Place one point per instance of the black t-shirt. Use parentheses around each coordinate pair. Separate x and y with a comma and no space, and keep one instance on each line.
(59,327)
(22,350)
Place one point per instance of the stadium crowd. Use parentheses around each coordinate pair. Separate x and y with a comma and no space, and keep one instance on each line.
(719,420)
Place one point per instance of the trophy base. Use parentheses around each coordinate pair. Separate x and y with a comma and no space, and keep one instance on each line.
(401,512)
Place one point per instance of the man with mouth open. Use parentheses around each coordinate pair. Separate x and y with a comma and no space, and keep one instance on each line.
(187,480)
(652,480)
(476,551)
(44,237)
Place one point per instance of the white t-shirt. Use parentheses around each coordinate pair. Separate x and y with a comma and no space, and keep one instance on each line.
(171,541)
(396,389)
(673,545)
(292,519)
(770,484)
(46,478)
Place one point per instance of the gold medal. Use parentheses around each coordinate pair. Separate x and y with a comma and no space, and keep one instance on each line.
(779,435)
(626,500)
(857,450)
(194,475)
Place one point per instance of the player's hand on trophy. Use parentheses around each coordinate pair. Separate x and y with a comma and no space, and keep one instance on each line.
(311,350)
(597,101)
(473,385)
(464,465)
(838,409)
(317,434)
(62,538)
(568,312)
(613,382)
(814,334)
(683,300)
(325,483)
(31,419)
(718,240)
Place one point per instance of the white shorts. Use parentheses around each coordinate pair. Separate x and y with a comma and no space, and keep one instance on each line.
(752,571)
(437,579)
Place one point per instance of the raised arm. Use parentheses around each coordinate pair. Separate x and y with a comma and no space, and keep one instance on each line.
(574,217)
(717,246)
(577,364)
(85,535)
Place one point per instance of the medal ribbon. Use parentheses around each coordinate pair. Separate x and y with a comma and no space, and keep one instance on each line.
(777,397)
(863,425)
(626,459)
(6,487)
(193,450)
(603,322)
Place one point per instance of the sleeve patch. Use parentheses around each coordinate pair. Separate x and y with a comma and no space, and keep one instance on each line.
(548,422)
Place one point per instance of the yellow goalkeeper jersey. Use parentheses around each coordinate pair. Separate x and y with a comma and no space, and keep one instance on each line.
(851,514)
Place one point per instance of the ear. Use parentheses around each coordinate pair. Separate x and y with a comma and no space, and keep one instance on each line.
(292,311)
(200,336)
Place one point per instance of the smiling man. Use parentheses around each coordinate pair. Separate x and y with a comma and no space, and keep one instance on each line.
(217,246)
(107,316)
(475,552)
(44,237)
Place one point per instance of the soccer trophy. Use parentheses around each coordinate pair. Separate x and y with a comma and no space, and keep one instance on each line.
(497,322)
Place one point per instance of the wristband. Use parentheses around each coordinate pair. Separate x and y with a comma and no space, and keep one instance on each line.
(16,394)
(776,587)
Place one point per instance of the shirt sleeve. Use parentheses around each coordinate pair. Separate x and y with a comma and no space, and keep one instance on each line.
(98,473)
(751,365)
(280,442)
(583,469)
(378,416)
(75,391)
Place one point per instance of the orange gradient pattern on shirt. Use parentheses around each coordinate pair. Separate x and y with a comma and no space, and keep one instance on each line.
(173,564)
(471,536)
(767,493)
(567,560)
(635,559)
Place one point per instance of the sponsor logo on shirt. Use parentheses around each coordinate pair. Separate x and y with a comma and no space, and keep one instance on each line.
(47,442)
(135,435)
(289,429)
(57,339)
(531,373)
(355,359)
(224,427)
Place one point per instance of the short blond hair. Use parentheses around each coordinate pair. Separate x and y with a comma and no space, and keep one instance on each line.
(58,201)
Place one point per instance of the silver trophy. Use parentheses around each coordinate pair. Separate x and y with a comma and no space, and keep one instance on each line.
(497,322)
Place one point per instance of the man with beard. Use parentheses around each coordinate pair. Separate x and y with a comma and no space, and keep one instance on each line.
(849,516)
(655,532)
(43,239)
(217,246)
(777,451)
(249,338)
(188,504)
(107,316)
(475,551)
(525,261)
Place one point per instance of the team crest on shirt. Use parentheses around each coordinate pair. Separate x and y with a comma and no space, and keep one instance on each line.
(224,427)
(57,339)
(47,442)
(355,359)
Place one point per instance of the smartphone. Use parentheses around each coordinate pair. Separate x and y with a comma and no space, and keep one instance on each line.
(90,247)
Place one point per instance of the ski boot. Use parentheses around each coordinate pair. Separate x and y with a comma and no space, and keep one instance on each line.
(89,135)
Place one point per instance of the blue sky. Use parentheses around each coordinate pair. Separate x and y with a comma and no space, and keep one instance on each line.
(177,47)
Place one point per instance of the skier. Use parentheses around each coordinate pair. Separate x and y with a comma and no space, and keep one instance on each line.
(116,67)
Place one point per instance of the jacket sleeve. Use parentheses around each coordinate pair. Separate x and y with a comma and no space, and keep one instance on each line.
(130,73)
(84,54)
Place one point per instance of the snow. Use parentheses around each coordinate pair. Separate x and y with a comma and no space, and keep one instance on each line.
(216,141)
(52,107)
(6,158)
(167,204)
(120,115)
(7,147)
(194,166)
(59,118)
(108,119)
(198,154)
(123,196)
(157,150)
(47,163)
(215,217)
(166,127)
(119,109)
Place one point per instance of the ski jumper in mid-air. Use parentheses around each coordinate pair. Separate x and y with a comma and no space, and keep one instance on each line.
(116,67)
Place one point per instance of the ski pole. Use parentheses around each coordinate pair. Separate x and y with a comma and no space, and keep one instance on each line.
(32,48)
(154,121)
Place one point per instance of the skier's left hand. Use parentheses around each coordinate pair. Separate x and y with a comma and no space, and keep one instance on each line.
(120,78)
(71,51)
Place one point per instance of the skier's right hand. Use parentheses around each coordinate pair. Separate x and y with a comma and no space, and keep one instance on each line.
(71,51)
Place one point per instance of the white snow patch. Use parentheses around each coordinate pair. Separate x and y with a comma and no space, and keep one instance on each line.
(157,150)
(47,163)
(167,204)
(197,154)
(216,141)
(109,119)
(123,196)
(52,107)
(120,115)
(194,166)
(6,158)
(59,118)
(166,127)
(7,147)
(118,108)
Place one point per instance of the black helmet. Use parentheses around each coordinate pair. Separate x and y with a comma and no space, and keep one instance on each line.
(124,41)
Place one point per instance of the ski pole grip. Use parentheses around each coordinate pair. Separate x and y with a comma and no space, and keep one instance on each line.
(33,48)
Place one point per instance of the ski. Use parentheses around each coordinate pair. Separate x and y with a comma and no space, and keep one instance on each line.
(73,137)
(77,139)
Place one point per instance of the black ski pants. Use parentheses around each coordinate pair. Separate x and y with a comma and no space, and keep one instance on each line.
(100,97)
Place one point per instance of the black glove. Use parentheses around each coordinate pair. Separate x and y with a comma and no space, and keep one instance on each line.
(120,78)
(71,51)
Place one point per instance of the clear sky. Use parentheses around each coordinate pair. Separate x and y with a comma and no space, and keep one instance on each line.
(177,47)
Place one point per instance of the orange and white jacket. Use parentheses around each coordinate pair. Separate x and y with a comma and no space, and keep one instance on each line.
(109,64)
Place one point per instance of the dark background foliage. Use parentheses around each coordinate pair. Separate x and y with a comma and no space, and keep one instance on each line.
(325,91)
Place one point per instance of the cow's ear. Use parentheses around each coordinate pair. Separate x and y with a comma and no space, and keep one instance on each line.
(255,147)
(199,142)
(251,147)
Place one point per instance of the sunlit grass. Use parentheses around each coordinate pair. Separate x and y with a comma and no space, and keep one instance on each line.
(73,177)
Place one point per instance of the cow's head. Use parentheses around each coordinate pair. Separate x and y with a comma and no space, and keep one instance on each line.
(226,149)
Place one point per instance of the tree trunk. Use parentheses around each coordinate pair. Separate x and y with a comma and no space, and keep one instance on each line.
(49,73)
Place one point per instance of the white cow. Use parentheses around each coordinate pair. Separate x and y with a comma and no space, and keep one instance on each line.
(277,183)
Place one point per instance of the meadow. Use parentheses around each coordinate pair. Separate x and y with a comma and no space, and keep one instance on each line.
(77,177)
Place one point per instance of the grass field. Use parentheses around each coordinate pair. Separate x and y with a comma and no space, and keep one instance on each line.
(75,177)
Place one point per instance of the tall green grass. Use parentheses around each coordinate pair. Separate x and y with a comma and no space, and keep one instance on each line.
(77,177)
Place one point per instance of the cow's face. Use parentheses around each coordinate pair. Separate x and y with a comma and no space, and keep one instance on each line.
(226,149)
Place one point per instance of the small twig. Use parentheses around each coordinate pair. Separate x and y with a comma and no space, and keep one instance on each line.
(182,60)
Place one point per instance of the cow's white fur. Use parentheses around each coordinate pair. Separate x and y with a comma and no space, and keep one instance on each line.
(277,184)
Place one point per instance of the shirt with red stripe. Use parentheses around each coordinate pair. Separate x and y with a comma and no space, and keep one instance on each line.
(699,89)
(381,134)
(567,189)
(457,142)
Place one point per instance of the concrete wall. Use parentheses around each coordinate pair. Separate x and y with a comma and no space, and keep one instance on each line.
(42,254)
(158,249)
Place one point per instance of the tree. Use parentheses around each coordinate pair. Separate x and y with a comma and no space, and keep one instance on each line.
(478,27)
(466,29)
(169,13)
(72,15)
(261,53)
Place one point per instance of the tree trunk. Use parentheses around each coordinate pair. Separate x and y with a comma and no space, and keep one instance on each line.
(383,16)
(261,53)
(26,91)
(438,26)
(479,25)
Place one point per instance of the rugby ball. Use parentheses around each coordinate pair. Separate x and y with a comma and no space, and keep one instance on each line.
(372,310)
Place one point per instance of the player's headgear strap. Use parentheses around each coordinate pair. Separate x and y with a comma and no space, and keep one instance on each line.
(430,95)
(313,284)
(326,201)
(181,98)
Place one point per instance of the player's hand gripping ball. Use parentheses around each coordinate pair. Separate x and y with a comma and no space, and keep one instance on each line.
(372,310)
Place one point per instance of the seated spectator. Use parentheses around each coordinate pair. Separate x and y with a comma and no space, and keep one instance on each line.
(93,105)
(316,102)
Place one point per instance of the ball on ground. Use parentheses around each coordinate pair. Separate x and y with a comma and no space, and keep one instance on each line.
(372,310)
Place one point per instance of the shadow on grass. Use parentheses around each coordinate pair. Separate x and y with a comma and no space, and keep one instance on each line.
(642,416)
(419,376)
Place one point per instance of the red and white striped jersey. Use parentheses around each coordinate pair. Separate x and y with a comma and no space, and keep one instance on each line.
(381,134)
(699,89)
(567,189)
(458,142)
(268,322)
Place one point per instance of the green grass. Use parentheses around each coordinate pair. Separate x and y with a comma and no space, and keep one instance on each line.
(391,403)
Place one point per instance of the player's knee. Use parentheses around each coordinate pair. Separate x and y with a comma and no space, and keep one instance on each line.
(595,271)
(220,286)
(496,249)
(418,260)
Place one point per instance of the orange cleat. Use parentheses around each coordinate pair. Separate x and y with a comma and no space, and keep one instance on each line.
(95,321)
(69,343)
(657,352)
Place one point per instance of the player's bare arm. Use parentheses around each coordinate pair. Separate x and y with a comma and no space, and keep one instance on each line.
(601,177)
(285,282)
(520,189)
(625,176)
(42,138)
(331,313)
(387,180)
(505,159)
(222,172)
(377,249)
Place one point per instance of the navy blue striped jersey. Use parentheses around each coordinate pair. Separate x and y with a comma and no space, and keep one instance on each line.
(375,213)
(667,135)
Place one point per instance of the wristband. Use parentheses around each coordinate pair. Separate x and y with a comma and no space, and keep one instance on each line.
• • • • • • •
_Work required:_ Copy exactly the line containing "Place one point per instance of the player's bare" and every line after it, ending with the last line of the records above.

_Completed exercise:_
Place one point per instance of the player's bare arm. Use parentheses around each coordinate pair. Separate x and y with a comma and no space, and keep one instance on each line.
(601,177)
(285,282)
(520,189)
(625,176)
(42,138)
(331,313)
(387,180)
(505,159)
(222,172)
(377,249)
Place one point per instance of the navy blue striped jersey. Use parentheses around each coordinate pair. Separate x and y with a comma and no space, and keep one instance on each line.
(375,213)
(667,135)
Place one point per instance of the wristband. Use parentheses around each coordinate pair. Separate x and y with a comma and no space, and keep one instance on each line.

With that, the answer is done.